Source entries
-.-.-

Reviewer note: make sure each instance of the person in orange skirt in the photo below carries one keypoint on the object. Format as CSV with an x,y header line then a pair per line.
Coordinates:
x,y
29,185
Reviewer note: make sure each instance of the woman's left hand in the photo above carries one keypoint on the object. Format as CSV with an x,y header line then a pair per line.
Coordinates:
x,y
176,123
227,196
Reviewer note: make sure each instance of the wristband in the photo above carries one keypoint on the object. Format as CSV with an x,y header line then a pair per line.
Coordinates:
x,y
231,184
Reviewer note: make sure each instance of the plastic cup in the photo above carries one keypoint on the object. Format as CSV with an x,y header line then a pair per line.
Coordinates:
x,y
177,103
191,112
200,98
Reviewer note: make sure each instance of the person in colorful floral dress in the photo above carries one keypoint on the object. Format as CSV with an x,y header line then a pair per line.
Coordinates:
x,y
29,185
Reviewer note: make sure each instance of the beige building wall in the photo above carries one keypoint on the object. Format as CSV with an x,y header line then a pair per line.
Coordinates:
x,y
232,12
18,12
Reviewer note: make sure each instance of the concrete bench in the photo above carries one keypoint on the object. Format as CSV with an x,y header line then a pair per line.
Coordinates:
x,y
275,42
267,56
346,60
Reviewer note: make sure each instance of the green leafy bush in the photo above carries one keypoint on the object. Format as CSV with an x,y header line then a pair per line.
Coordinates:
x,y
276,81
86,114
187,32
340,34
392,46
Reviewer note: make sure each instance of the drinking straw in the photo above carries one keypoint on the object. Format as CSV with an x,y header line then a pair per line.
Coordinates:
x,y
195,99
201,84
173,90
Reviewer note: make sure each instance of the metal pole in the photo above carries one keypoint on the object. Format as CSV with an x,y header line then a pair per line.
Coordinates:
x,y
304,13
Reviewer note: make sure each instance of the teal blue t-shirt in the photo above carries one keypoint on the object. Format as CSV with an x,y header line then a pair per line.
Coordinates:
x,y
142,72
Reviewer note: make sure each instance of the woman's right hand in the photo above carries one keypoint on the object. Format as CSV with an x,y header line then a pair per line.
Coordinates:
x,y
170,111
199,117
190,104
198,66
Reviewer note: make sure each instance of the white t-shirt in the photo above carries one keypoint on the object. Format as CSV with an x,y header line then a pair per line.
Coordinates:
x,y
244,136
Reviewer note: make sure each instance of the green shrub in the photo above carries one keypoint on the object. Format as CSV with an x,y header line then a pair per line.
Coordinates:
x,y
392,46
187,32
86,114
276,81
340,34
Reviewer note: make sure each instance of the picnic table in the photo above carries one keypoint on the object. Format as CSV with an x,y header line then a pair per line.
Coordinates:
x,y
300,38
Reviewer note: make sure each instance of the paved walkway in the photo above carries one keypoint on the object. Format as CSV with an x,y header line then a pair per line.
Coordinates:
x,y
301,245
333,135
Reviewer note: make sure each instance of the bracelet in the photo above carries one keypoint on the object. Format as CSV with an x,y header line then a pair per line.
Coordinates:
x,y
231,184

-.-.-

**GIVEN REQUEST**
Put every line of the entries above into a numbered list, leaving out any blank lines.

**FULL OUTPUT**
1. Reviewer note: make sure each instance of the person in orange skirt in the photo below carries one keypoint on the object. Format as CSV with an x,y header line then a pair per line.
2. Coordinates:
3. x,y
4. 29,185
5. Reviewer note: make sure each instance of the woman's left hand in the photo above carries one keypoint on the object. Format as CSV with an x,y header line then a pair per line.
6. Coordinates:
7. x,y
8. 176,123
9. 227,196
10. Reviewer note: make sure each instance of the wristband in the photo above carries one keypoint on the object. Format as CSV with an x,y header line then a pair per line.
11. Coordinates:
12. x,y
13. 231,184
14. Reviewer note: make sure each instance of the plastic cup in the photo above carries one keypoint on the object. Format as CSV with an x,y header line then a pair per line.
15. Coordinates:
16. x,y
17. 177,103
18. 191,112
19. 200,98
20. Reviewer note: make sure each instance of the person in colorful floral dress in the photo above carries one keypoint on the object. Format as CSV with an x,y header line then a pair per line.
21. Coordinates:
22. x,y
23. 29,185
24. Reviewer note: make sure each instance of the beige building wall in the photo above carries one keypoint on the object. Format as CSV with an x,y header line then a pair per line.
25. Coordinates:
26. x,y
27. 232,12
28. 18,12
29. Reviewer note: make sure each instance of the concrete bench in the photo above carries one keypoint on the object. Format as CSV with an x,y header line then a pair per line.
30. Coordinates:
31. x,y
32. 275,42
33. 267,56
34. 346,60
35. Reviewer note: make sure each instance of the green leafy bush in the photo above carries one keypoint on the object. Format as CSV with an x,y header line then a pair per line.
36. Coordinates:
37. x,y
38. 276,81
39. 86,114
40. 187,32
41. 340,34
42. 392,46
43. Reviewer note: make sure each instance of the drinking straw in the photo above carries one keypoint on the object. Format as CSV with an x,y header line then a pair per line.
44. Coordinates:
45. x,y
46. 195,99
47. 201,84
48. 173,90
49. Reviewer note: make sure each instance of the metal pole in the photo above carries one keypoint on the object. Format as CSV with an x,y header line then a pair per line.
50. Coordinates:
51. x,y
52. 304,13
53. Reviewer note: make sure each instance of the teal blue t-shirt in the photo above carries one keypoint on the object. Format as CSV with an x,y header line then a pair per line.
54. Coordinates:
55. x,y
56. 142,72
57. Reviewer note: make sure each instance of the woman's right hand in the photo above carries one keypoint on the object. Format as CSV with an x,y header line then a pair per line.
58. Coordinates:
59. x,y
60. 170,111
61. 199,117
62. 190,104
63. 198,66
64. Reviewer note: make sure each instance of the white t-shirt in the photo above carries one keypoint on the object. Format as CSV with an x,y header line then a pair per line.
65. Coordinates:
66. x,y
67. 244,136
68. Reviewer note: make sure each instance of the green shrub in the photo above carries one keypoint on the object. Format as CSV with an x,y header line then a pair per line.
69. Coordinates:
70. x,y
71. 392,46
72. 187,32
73. 86,114
74. 276,81
75. 340,34
76. Reviewer note: make sure each instance of the picnic table in the photo above carries one keypoint on the object. Format as CSV with an x,y header line then a pair per line.
77. Coordinates:
78. x,y
79. 300,38
80. Reviewer note: make sure each instance of the paved walkway in the photo above carries one keypoint on the object. Format as CSV with an x,y header line then a pair per line.
81. Coordinates:
82. x,y
83. 301,245
84. 333,135
85. Reviewer note: make sure each instance of the bracelet in the photo above carries one keypoint on the object. Format as CSV with an x,y header line then a pair per line.
86. Coordinates:
87. x,y
88. 231,184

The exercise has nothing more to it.